• **TASK INSTRUCTIONS**: Set down each entry from the block beneath, exactly as written.

---------- STORED RECORDS

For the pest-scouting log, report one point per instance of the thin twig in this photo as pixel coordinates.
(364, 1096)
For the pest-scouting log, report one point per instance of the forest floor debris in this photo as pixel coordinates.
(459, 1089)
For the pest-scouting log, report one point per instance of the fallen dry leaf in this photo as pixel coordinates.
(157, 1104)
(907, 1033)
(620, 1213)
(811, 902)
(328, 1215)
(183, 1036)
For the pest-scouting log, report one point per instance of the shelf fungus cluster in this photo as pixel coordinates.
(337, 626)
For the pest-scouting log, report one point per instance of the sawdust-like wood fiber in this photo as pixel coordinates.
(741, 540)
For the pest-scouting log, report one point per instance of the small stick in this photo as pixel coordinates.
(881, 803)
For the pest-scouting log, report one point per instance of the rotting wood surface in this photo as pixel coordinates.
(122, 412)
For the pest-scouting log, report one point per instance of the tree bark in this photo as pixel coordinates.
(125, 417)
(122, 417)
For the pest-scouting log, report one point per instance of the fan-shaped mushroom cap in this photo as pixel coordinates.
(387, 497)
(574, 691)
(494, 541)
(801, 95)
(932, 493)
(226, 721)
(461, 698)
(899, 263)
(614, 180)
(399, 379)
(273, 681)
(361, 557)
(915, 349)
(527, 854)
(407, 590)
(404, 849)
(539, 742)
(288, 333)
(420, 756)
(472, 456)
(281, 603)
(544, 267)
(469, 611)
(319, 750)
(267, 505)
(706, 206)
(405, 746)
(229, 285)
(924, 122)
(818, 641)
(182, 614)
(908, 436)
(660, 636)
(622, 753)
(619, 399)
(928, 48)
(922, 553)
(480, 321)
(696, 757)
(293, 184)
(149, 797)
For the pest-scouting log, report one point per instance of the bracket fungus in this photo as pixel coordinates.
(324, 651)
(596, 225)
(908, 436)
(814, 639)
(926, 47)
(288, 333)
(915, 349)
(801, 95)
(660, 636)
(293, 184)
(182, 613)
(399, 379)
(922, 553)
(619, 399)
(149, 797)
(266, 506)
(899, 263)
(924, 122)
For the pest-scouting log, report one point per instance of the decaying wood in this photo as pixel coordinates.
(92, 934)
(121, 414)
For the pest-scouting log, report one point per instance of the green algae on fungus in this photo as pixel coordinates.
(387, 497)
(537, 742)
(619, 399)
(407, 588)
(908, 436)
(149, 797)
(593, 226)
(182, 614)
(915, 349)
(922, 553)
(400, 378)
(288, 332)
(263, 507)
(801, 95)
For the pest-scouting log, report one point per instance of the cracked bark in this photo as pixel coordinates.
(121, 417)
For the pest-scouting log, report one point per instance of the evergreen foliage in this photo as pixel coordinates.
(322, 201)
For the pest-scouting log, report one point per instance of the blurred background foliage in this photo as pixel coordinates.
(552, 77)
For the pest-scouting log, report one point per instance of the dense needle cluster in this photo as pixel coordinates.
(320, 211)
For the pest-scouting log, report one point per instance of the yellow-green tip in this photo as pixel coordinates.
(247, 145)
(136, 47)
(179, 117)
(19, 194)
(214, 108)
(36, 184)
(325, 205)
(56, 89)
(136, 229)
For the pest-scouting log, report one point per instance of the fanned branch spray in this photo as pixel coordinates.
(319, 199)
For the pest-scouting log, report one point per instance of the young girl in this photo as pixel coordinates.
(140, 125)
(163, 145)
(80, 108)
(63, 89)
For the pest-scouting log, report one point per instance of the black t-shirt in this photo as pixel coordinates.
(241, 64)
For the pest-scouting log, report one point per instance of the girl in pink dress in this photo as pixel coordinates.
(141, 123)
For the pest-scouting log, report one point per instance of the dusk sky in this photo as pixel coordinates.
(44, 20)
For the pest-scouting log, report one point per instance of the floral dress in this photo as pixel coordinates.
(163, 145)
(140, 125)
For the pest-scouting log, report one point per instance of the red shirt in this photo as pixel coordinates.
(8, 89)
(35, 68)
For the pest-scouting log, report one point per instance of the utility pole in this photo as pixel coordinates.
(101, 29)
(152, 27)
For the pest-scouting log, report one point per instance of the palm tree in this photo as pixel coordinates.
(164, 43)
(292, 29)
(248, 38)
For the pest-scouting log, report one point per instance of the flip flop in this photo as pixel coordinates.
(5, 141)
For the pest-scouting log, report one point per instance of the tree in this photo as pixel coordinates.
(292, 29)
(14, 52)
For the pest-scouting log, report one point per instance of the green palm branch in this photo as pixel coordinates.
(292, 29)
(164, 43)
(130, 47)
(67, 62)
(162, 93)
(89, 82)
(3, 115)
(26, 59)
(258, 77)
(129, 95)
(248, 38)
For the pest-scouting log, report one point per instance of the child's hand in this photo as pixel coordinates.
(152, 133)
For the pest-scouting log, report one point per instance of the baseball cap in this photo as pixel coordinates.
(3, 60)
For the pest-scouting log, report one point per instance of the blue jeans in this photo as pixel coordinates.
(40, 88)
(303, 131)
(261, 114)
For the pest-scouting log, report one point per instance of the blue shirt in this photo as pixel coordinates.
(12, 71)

--------------------

• **RESULT BELOW**:
For the pest-scouting log, report one point per instance of the thin twig in this photo as pixel coordinates.
(364, 1096)
For the pest-scouting log, report one point per instance of the forest floor debris in this photo as pixel coordinates.
(459, 1089)
For the pest-scouting log, report one point per instance of the fallen dry leaf in this photo as pixel coordinates.
(157, 1104)
(907, 1033)
(620, 1213)
(811, 902)
(328, 1215)
(183, 1036)
For the pest-scouting log, report one point per instance of the shelf fungus cluster in this photo as pixel coordinates.
(337, 626)
For the pest-scouting log, report one point per instance of the sawdust-like wood fiber in this photo as pixel coordinates.
(741, 540)
For the pest-scouting log, report one point per instance of the small stick in this photo as pixel coordinates.
(881, 803)
For the pest-scouting log, report one point per instance of the rotting wood surface in this photo as pixel coordinates.
(122, 412)
For the pest-scouting log, report one point per instance of the tree bark in this photo as pixel coordinates.
(125, 417)
(122, 417)
For the pest-scouting log, report one point per instance of the fan-shaped mushroom cap in this photo as pixel coordinates.
(387, 497)
(574, 691)
(494, 541)
(801, 95)
(932, 493)
(226, 721)
(461, 698)
(899, 263)
(614, 180)
(399, 379)
(273, 681)
(361, 557)
(915, 349)
(527, 854)
(407, 590)
(404, 849)
(539, 742)
(288, 333)
(420, 756)
(472, 456)
(281, 603)
(544, 267)
(469, 611)
(319, 750)
(267, 505)
(706, 206)
(405, 746)
(229, 285)
(924, 122)
(818, 641)
(182, 614)
(908, 436)
(660, 636)
(622, 753)
(619, 399)
(928, 48)
(922, 553)
(480, 321)
(696, 757)
(293, 184)
(149, 797)
For the pest-scouting log, report one point per instance of the bracket fungus in this photo as pixel coordinates.
(324, 651)
(596, 225)
(908, 436)
(814, 639)
(926, 47)
(288, 333)
(915, 349)
(801, 95)
(660, 636)
(293, 184)
(182, 613)
(399, 379)
(922, 553)
(619, 399)
(149, 797)
(266, 506)
(899, 263)
(924, 122)
For the pest-scouting log, report one point per instance of the decaying wood in this photo as pixel coordinates.
(92, 934)
(121, 414)
For the pest-scouting log, report one point per instance of the green algae on fungus in this photo as pixel coordinates.
(387, 497)
(537, 742)
(619, 399)
(407, 588)
(908, 436)
(149, 797)
(593, 226)
(182, 614)
(915, 349)
(922, 553)
(400, 378)
(288, 332)
(263, 507)
(801, 95)
For the pest-scouting log, report one point per instance of the cracked bark in this photo as pixel coordinates.
(121, 417)
For the pest-scouting log, report one point per instance of the evergreen foliage in this photo as pixel coordinates.
(322, 201)
For the pest-scouting log, report one point per instance of the blurred background foliage in this photo as pixel coordinates.
(552, 77)
For the pest-scouting log, report one point per instance of the dense needle cluster in this photo as pixel coordinates.
(320, 211)
For the pest-scouting log, report one point per instance of the yellow-green tip in this photo as pixel coordinates.
(247, 145)
(136, 47)
(179, 117)
(19, 194)
(214, 108)
(36, 184)
(325, 205)
(56, 89)
(136, 229)
For the pest-scouting log, report one point per instance of the fanned branch spray in this photo as pixel coordinates.
(319, 199)
For the pest-scouting log, report one point per instance of the young girl in this photo as pixel coordinates.
(140, 125)
(163, 145)
(80, 108)
(63, 89)
For the pest-scouting log, report one point per instance of the black t-shirt in this photo as pixel coordinates.
(241, 64)
For the pest-scouting log, report one point per instance of the girl in pink dress in this photo as pixel coordinates.
(141, 123)
For the pest-scouting log, report one point per instance of the dusk sky in this photo as pixel coordinates.
(44, 20)
For the pest-scouting log, report one point per instance of the floral dress in this photo as pixel coordinates.
(163, 145)
(140, 125)
For the pest-scouting log, report one point per instance of the red shirt in this photo as pixel coordinates.
(8, 89)
(35, 68)
For the pest-scouting log, report one point per instance of the utility pole in this photo as pixel coordinates.
(101, 29)
(152, 27)
For the pest-scouting log, report one point per instance of the palm tree in this photo as pixel coordinates.
(164, 43)
(292, 29)
(248, 38)
For the pest-scouting log, report one point per instance of the flip flop in this photo as pixel coordinates.
(5, 141)
For the pest-scouting log, report one point per instance of the tree in this photo as pixel coordinates.
(292, 29)
(14, 52)
For the pest-scouting log, report one point per instance of the green palm branch in this photo as pixel coordinates.
(292, 29)
(164, 43)
(130, 47)
(67, 62)
(162, 93)
(89, 82)
(3, 115)
(26, 59)
(258, 77)
(129, 95)
(248, 38)
For the pest-scouting log, report one point per instance of the child's hand in this photo as pixel coordinates.
(152, 133)
For the pest-scouting log, report one point per instance of the baseball cap in this photo as pixel coordinates.
(3, 60)
For the pest-scouting log, report one point per instance of the blue jeans in this photo as pixel coordinates.
(40, 88)
(303, 131)
(261, 114)
For the pest-scouting log, report one point per instance of the blue shirt in this photo as pixel coordinates.
(12, 71)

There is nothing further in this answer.